● TEXTO EXTRAÍDO
^^^^^^^^^^^^^^^^

El programa SNAP lleva años ayudando a millones de personas en Estados Unidos a acceder a alimentos básicos. Es un apoyo clave para muchas familias con bajos ingresos. Pero hay un problema que cada vez genera más debate: una parte importante del dinero que se destina a este programa acaba usándose en productos poco saludables. Refrescos, golosinas, snacks ultraprocesados. Alimentos que, en lugar de mejorar la calidad de vida de los beneficiarios, los acercan a problemas de salud como la obesidad o la diabetes.
No es solo un tema de alimentación individual. La cantidad de dinero público que se gasta después en tratar enfermedades relacionadas con el consumo de estos productos es enorme. Y, ante este escenario, algunos estados están empezando a plantear cambios en el programa para restringir la compra de ciertos alimentos con estos vales de comida.
El problema de los alimentos poco saludables en SNAP
Las cifras son claras. Se estima que un 23 % del dinero que se mueve en SNAP se usa en la compra de refrescos, dulces y aperitivos salados. Traducido a cifras concretas, eso supone unos 25.000 millones de dólares al año. Y la tendencia no parece estar frenándose. Solo en la próxima década, el gasto público en salud derivado del consumo de refrescos por parte de los beneficiarios de SNAP podría superar los 60.000 millones.

^^^^^^^^^^^^^^^^

● DATOS REGISTRADOS
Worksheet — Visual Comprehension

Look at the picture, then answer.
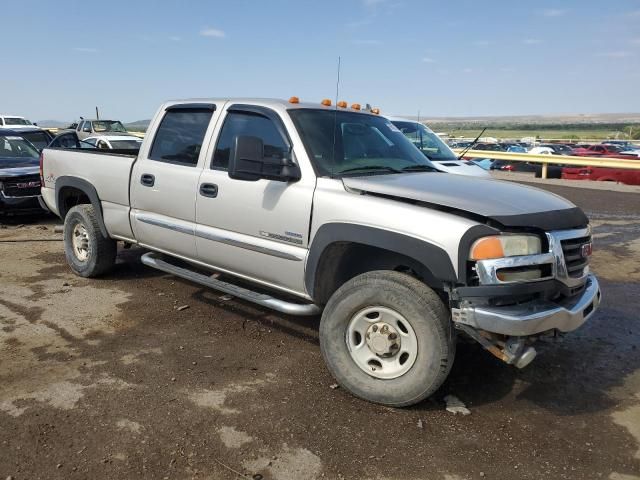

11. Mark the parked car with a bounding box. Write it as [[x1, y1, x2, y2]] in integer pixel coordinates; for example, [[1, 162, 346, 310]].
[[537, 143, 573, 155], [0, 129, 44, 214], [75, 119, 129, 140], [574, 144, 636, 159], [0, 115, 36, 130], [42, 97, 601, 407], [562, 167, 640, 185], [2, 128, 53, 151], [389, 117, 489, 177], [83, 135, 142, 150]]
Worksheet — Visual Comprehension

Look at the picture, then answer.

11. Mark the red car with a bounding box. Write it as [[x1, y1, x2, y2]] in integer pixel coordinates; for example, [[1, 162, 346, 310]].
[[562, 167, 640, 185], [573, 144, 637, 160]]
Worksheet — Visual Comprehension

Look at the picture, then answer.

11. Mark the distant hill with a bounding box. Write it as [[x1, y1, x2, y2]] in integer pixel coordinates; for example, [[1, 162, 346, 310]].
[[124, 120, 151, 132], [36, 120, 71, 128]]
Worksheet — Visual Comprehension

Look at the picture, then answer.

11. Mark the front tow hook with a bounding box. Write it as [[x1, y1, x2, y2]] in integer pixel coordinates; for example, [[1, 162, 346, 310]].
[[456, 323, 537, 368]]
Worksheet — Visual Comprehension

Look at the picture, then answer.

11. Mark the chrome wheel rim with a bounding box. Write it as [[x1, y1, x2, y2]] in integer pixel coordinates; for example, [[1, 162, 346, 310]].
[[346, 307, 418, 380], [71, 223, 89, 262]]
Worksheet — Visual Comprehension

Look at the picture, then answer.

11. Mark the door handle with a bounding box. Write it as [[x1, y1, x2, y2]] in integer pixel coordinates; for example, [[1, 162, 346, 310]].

^^^^^^^^^^^^^^^^

● ACTIVIDADES
A. Según el texto sobre el programa SNAP, ¿qué porcentaje del dinero del programa se calcula que se usa en refrescos, dulces y aperitivos salados?
B. Escribe la continuación del texto sobre el programa SNAP a partir de su última oración.

● RESPUESTAS EN ORDEN
A. Se estima que un 23 %.

B.
Pero el dato más preocupante no es solo cuánto dinero se destina a estos productos, sino su impacto en la salud de quienes más dependen de SNAP. Se sabe que los beneficiarios del programa consumen más bebidas azucaradas que otras personas con ingresos similares que no reciben esta ayuda. Como resultado, la tasa de obesidad entre quienes reciben SNAP es notablemente más alta que la del resto de la población en situaciones económicas parecidas.
Varios estados empiezan a moverse para cambiar las reglas de SNAP
Al ver estos datos, algunos estados han decidido actuar. Al menos diez han pedido formalmente al Departamento de Agricultura que se les permita prohibir la compra de refrescos y otros productos no saludables con los vales de comida. Es una medida polémica, pero que responde a un problema de salud pública y de gasto público que sigue creciendo.
Arkansas ha sido uno de los primeros en dar el paso. Su gobernadora, Sarah Huckabee Sanders, anunció en diciembre que su estado sería el primero en solicitar una exención para limitar el uso de SNAP en productos ultraprocesados. Y tiene razones de peso: un tercio de los habitantes del estado sufre diabetes o prediabetes, y un 40 % padece obesidad. Dos problemas de salud graves que afectan, sobre todo, a las familias con menos recursos.
¿Qué impacto tendría limitar la compra de ciertos productos para el programa SNAP?
Los expertos llevan años advirtiendo sobre las consecuencias del consumo excesivo de bebidas azucaradas y ultraprocesados. Pero ahora, con el debate sobre SNAP en marcha, han empezado a calcular cuál podría ser el impacto real de cambiar las reglas del programa.
El Dr. Jay Bhattacharya, de la Universidad de Stanford, ha realizado estudios sobre este tema. Y sus conclusiones son contundentes. Solo con eliminar los refrescos de las compras con SNAP, se podría evitar que 140.000 niños desarrollen obesidad y reducir el riesgo de diabetes tipo 2 en 240.000 adultos. Si se restringieran más productos poco saludables, los beneficios para la salud serían aún mayores.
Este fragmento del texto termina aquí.